■ **EXERCISE MATERIALS**:
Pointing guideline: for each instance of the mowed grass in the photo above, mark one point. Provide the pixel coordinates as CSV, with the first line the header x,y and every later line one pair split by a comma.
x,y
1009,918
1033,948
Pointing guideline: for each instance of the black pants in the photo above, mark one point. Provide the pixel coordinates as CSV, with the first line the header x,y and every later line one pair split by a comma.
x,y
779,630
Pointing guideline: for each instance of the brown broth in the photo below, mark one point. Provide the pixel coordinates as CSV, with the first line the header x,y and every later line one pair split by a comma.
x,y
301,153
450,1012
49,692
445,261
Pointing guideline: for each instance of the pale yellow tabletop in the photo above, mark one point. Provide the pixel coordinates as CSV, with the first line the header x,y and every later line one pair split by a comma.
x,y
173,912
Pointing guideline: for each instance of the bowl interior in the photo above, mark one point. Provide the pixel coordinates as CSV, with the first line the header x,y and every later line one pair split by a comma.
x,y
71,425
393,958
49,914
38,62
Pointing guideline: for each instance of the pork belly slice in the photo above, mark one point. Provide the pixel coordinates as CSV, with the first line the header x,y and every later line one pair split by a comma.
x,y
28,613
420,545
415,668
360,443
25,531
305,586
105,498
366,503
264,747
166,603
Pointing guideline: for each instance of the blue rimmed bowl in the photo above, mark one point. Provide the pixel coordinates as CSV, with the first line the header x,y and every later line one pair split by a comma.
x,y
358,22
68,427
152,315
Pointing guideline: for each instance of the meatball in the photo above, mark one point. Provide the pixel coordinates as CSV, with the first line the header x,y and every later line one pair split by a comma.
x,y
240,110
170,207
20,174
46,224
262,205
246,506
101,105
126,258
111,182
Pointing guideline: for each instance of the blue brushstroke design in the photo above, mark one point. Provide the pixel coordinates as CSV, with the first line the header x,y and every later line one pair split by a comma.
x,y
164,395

■ **WHAT YOU WILL DO**:
Copy every line verbatim.

■ **SOLVED PROBLEM**:
Pointing guideline: for each instance of the mowed grass in the photo above, mark one point. Provide the pixel coordinates as CSV, with the first line the header x,y and every later line one pair split by a comma.
x,y
1009,918
1033,948
Pointing guideline: for each instance of the black pants in the photo above, mark one point. Provide the pixel coordinates as CSV, with the first line the header x,y and every later line one pair split by a comma.
x,y
779,630
Pointing guideline: for each instance of the brown broth in the photo below, mark one point. Provide the pixel coordinates as CSV, with the first line the header x,y and every later line one pair split by a comma.
x,y
301,153
450,1012
49,692
445,261
Pointing guideline: for each instance of the pale yellow tabletop in the photo above, mark one point. Provide the pixel coordinates as CSV, with the first line the header x,y and every later line one pair split by a comma.
x,y
173,912
Pointing guideline: for each instance of the bowl interior in the photo above, mark one point. Provide the pixel coordinates as CSV, with the first line the header x,y and every later line one pair split by a comma.
x,y
71,425
393,958
49,914
38,62
Pointing guideline: for each instance of the pork belly slice in the photo above, mark one point. Provide the pixel coordinates as CSV, with the first line the header x,y and every later line one pair split by a comma.
x,y
28,613
420,545
415,668
360,443
25,531
305,586
105,498
366,503
264,747
166,603
Pointing guideline: for each instance of the blue rimmed bowl in the photo above, mark one point. Provide the pixel coordinates as CSV, with the first line the header x,y and every later line one pair split by a comma.
x,y
358,22
68,427
152,315
Pointing guideline: for each instance of the meatball in the photo above, mark one point. Provide the pixel coordinates as CSV, with the first line the header x,y and every later line one pair split by a comma.
x,y
240,110
170,207
20,174
46,224
262,205
246,506
101,105
126,258
111,182
Pointing guideline: for each instance of the blue brushstroke design in the photo above, mark one point. Provide the pixel coordinates as CSV, with the first line the header x,y and every later line one pair split by a comma.
x,y
164,395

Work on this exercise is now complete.